EXERCISE TASK =
Rewrite all of the records below, requests included, multiplying every point coordinate in the answers by 1.65 and rounding to whole numbers with halves rounded up. Keep the sample coordinates in the requests unchanged, and leave the pictures out.

============

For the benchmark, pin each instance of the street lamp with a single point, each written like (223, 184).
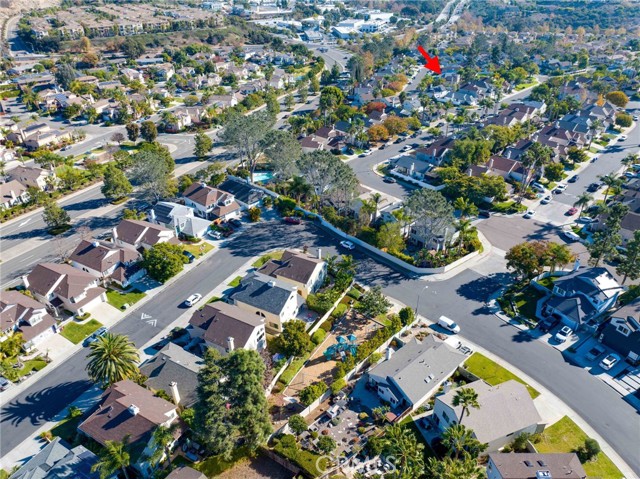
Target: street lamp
(418, 301)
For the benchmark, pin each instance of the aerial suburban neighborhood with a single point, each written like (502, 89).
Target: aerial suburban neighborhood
(319, 239)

============

ANSWER BELOW =
For the benchmark, pin each instance of the street lamp with a single point, each written like (223, 184).
Target: street lamp
(690, 497)
For the benchmark, pin each instance of the aerial suburban neighborhood with a single point, each written like (502, 89).
Target: aerial suburban neighborhood
(526, 394)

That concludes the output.